Dataset items:
:::::

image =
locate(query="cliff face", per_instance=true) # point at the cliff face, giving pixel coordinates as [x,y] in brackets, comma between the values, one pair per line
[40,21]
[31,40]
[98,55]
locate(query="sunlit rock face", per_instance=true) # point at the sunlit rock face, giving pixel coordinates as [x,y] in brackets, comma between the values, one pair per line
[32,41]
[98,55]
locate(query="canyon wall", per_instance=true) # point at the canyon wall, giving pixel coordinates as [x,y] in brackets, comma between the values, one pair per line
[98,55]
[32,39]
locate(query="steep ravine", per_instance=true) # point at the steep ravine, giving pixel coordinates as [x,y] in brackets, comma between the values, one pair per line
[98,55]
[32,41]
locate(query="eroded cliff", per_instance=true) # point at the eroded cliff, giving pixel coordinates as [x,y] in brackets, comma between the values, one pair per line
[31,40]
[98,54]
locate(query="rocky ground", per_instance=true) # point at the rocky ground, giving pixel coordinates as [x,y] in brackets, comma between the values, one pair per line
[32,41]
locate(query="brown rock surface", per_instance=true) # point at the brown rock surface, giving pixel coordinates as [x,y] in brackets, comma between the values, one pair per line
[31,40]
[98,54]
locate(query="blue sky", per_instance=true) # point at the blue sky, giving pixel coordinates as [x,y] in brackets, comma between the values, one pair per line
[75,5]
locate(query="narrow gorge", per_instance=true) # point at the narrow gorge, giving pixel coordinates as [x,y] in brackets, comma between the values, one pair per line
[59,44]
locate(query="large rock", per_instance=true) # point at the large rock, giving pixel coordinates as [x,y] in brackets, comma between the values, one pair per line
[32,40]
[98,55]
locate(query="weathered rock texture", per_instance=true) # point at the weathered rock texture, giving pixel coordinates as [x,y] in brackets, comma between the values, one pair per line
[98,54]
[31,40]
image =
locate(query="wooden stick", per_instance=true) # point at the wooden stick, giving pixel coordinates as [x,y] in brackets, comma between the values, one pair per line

:::::

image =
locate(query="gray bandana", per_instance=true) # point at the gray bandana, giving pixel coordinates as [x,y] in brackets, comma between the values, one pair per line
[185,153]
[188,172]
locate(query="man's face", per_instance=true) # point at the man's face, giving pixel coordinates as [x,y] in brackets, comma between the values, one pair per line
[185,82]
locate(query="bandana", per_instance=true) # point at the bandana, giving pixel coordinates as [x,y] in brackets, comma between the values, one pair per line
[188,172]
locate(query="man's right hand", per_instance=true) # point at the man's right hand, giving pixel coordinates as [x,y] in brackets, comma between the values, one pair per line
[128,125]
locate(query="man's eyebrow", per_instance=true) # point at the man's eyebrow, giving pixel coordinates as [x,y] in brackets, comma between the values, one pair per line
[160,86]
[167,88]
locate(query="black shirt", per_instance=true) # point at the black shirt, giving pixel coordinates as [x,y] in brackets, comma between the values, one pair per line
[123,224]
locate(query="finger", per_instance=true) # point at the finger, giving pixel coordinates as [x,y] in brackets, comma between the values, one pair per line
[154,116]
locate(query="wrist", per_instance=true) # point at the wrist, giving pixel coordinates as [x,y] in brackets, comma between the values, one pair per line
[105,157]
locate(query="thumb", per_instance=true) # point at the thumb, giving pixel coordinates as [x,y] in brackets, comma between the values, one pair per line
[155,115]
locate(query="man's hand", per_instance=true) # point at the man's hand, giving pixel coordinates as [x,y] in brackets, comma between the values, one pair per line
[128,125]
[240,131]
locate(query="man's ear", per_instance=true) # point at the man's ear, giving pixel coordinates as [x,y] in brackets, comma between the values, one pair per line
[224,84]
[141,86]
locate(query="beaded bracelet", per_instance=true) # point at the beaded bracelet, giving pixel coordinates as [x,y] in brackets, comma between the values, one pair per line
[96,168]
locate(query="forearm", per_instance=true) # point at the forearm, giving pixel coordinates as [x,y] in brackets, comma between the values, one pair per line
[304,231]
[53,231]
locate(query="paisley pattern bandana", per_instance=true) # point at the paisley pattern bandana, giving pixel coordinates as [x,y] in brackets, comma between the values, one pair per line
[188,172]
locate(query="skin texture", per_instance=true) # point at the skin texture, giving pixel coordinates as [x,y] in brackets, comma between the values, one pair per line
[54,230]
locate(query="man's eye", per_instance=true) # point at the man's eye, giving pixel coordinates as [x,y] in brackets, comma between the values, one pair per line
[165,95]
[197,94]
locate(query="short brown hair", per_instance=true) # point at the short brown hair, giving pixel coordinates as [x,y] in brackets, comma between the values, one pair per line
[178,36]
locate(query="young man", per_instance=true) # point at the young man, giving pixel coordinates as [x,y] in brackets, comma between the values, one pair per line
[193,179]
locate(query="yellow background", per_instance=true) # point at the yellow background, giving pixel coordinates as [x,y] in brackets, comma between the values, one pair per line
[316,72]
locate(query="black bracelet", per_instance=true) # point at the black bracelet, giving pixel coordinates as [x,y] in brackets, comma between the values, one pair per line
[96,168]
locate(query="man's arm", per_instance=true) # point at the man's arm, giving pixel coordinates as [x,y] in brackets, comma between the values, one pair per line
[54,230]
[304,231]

:::::

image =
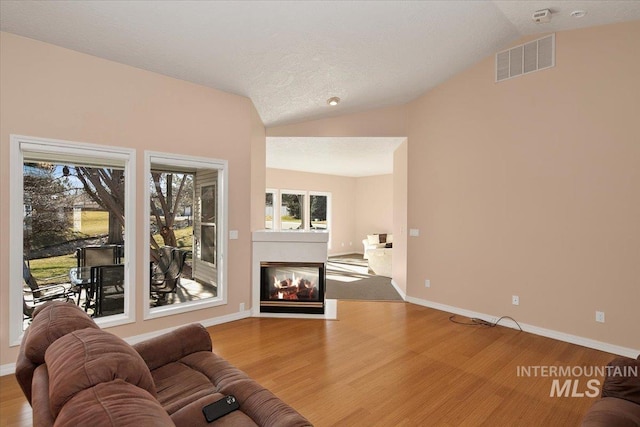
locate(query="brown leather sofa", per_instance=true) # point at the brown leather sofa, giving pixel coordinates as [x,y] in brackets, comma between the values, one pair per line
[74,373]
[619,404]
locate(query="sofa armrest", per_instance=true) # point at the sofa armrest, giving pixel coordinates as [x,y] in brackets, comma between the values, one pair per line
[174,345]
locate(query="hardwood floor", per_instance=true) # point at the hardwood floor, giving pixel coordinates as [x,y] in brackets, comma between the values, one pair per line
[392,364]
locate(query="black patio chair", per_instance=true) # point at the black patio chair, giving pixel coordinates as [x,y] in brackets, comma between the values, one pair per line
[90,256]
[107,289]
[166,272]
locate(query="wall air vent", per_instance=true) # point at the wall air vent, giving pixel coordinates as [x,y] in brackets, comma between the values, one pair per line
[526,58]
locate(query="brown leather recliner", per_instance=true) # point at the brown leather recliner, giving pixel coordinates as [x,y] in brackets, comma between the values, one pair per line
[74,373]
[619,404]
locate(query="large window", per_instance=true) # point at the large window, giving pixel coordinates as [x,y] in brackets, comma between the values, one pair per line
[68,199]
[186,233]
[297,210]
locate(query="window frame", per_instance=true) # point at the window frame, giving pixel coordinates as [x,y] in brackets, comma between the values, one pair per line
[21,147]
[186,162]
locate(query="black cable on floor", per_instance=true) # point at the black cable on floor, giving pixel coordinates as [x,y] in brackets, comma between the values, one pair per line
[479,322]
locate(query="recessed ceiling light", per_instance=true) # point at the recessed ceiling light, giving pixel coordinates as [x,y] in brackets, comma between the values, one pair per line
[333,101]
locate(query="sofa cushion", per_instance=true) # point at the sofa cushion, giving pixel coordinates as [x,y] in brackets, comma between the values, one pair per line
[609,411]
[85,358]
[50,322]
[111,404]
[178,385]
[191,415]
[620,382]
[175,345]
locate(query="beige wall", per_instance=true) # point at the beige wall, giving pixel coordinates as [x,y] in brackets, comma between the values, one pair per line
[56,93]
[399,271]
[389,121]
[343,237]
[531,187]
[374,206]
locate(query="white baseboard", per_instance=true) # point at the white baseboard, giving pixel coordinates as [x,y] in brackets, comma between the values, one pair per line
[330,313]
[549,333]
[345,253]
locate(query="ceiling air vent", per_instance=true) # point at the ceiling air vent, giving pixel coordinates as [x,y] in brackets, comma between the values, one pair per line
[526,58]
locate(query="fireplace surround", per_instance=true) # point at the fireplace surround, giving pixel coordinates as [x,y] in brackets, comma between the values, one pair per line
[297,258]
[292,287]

:::::

# Your objective
Please write out the lines between the one holding "large rock, giving" and the one holding "at the wooden", inclusive, swapping "pixel coordinates" for "image coordinates" wherever it occurs and leaving everything else unchanged.

# Response for this exercise
locate(query="large rock", per_instance=true) # point at the large rock, giving image coordinates as [x,y] in brackets, comma between the values, one pair per line
[32,40]
[98,55]
locate(query="weathered rock texture", per_instance=true) # point at the weathered rock texture, giving image coordinates as [x,y] in brackets, comma between the values, one pair per line
[98,54]
[31,40]
image =
locate(query="wooden stick", per_instance=true) # point at the wooden stick, giving image coordinates as [x,y] in brackets, comma between the values, one pair per line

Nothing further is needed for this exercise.